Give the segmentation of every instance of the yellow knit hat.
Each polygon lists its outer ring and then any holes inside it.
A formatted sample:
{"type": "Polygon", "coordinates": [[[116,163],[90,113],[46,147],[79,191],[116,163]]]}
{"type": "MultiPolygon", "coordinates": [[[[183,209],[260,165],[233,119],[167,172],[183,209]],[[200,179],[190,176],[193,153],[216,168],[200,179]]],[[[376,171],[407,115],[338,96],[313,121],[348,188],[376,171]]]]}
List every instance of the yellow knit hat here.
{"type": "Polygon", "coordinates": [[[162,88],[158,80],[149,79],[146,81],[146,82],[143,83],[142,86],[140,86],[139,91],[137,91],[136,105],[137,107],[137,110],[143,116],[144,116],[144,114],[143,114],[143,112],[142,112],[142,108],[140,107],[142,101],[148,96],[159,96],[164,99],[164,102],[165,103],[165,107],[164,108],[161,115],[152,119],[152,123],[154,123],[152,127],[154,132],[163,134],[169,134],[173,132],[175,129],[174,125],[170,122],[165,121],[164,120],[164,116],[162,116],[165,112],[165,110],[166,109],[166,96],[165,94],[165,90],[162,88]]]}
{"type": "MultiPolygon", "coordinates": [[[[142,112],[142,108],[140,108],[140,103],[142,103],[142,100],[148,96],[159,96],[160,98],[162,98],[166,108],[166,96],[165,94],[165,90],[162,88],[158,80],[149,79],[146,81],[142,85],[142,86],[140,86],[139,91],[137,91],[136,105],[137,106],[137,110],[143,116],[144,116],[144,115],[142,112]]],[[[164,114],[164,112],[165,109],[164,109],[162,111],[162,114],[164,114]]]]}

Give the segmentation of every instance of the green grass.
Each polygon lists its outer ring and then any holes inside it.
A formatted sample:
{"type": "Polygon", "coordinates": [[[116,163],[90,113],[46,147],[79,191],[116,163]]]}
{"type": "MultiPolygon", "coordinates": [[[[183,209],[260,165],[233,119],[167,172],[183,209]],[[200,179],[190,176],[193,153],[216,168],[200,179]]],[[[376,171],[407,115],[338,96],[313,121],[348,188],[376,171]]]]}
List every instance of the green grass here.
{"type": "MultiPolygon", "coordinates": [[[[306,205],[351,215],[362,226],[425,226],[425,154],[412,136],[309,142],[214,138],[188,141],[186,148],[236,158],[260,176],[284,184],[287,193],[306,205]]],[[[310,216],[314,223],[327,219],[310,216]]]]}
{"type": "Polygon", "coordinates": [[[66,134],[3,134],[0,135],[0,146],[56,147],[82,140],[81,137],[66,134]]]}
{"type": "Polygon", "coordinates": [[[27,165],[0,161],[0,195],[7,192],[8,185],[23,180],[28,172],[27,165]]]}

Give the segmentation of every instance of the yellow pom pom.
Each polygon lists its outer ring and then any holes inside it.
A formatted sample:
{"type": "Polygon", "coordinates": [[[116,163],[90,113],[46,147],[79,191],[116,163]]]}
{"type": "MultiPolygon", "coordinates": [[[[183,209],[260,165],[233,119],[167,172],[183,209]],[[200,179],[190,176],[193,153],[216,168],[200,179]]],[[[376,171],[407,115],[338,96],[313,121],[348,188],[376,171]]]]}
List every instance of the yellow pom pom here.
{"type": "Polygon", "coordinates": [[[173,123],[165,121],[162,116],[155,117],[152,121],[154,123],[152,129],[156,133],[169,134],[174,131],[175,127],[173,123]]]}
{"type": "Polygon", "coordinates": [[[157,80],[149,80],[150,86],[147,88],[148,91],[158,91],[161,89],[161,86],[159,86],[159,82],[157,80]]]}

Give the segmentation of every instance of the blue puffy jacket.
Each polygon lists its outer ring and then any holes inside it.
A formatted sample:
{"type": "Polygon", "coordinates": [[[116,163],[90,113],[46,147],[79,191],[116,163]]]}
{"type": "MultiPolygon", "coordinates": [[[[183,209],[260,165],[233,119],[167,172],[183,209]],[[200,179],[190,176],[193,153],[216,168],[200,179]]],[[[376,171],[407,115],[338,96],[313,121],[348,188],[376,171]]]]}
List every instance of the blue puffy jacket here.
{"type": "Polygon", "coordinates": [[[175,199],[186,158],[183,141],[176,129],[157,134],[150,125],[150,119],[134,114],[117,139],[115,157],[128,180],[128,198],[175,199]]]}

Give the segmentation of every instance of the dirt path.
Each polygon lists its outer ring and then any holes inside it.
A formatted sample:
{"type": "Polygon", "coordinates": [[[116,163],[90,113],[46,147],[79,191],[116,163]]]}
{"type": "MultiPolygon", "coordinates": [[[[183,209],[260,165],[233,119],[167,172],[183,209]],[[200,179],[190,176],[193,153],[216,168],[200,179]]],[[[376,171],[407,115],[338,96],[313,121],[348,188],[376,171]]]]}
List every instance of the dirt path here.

**Direction**. Could you rewrite the records above with "outer ring" changed to "exterior boundary" everywhere and nothing else altered?

**Exercise response**.
Give the segmentation of every instance of the yellow knit hat.
Each polygon lists its exterior boundary and then any holes inside it.
A formatted sample:
{"type": "Polygon", "coordinates": [[[116,163],[90,113],[46,147],[79,191],[116,163]]]}
{"type": "MultiPolygon", "coordinates": [[[[183,209],[260,165],[233,119],[167,172],[183,209]],[[200,179],[190,176],[193,153],[216,168],[200,179]]],[[[376,171],[407,115],[338,96],[313,121],[348,188],[376,171]]]]}
List every instance of the yellow knit hat here.
{"type": "Polygon", "coordinates": [[[162,88],[158,80],[149,79],[146,81],[146,82],[143,83],[142,86],[140,86],[139,91],[137,91],[136,105],[137,107],[137,110],[143,116],[144,116],[144,114],[143,114],[143,112],[142,112],[142,108],[140,107],[142,101],[148,96],[159,96],[164,99],[164,102],[165,103],[165,107],[164,108],[161,115],[152,119],[152,123],[154,123],[152,127],[154,132],[163,134],[169,134],[173,132],[175,129],[174,125],[170,122],[165,121],[164,120],[164,116],[162,116],[165,112],[165,110],[166,109],[166,96],[165,94],[165,90],[162,88]]]}
{"type": "MultiPolygon", "coordinates": [[[[142,112],[142,108],[140,108],[140,103],[142,103],[142,100],[148,96],[159,96],[160,98],[162,98],[166,108],[166,96],[165,94],[165,90],[162,88],[158,80],[149,79],[146,81],[142,85],[142,86],[140,86],[139,91],[137,91],[136,105],[137,106],[137,110],[143,116],[144,116],[144,115],[142,112]]],[[[164,114],[164,112],[165,109],[164,109],[162,111],[162,114],[164,114]]]]}

Give the segmentation of every instance of the green grass.
Each polygon lists its exterior boundary and then any holes inside it.
A formatted sample:
{"type": "Polygon", "coordinates": [[[116,163],[90,113],[46,147],[79,191],[116,163]]]}
{"type": "MultiPolygon", "coordinates": [[[[183,209],[260,165],[233,119],[167,172],[183,209]],[[200,179],[190,176],[193,153],[216,168],[200,179]]],[[[376,171],[407,115],[338,96],[313,121],[348,188],[376,171]]]]}
List every instance of the green grass here.
{"type": "MultiPolygon", "coordinates": [[[[306,205],[351,215],[362,226],[425,226],[425,154],[412,136],[309,142],[214,138],[188,141],[186,148],[236,158],[260,176],[284,184],[287,193],[306,205]]],[[[310,216],[314,223],[327,219],[310,216]]]]}
{"type": "Polygon", "coordinates": [[[66,134],[3,134],[0,135],[0,146],[56,147],[82,140],[81,137],[66,134]]]}
{"type": "Polygon", "coordinates": [[[27,165],[0,161],[0,195],[7,192],[8,185],[23,180],[28,172],[27,165]]]}

Give the segmentation of every instance of the yellow pom pom.
Each polygon lists its exterior boundary and then any holes inside it.
A formatted sample:
{"type": "Polygon", "coordinates": [[[116,163],[90,113],[46,147],[79,191],[116,163]]]}
{"type": "MultiPolygon", "coordinates": [[[[183,209],[260,165],[233,119],[167,172],[183,209]],[[200,179],[190,176],[193,153],[216,168],[200,179]]],[[[376,171],[407,115],[338,96],[313,121],[348,188],[376,171]]]]}
List every instance of the yellow pom pom here.
{"type": "Polygon", "coordinates": [[[173,123],[165,121],[162,116],[155,117],[152,121],[154,123],[152,129],[156,133],[169,134],[174,131],[175,127],[173,123]]]}
{"type": "Polygon", "coordinates": [[[157,80],[149,80],[150,86],[147,88],[148,91],[158,91],[161,89],[161,86],[159,86],[159,82],[157,80]]]}

Give the segmentation of every instance of the blue puffy jacket.
Each polygon lists its exterior boundary and then any holes inside it.
A formatted sample:
{"type": "Polygon", "coordinates": [[[116,163],[90,113],[46,147],[79,191],[116,163]]]}
{"type": "MultiPolygon", "coordinates": [[[[183,209],[260,165],[233,119],[167,172],[183,209]],[[200,179],[190,176],[193,153],[216,168],[200,179]]],[[[376,171],[407,115],[338,96],[313,121],[348,188],[376,171]]]]}
List every instance of the blue puffy jacket here.
{"type": "Polygon", "coordinates": [[[175,199],[186,158],[183,141],[176,129],[157,134],[150,125],[150,119],[134,114],[117,139],[115,157],[128,180],[128,198],[175,199]]]}

Give the segmentation of every instance of the dirt path.
Each polygon lists its exterior boundary and then any holes inside it.
A formatted sample:
{"type": "Polygon", "coordinates": [[[116,163],[90,113],[46,147],[79,191],[116,163]]]}
{"type": "MultiPolygon", "coordinates": [[[[183,209],[260,165],[233,119],[167,172],[183,209]],[[200,179],[190,176],[193,153],[216,168],[200,179]]],[[[376,171],[407,115],[338,96],[313,121],[348,188],[376,171]]]]}
List every instance of the dirt path here.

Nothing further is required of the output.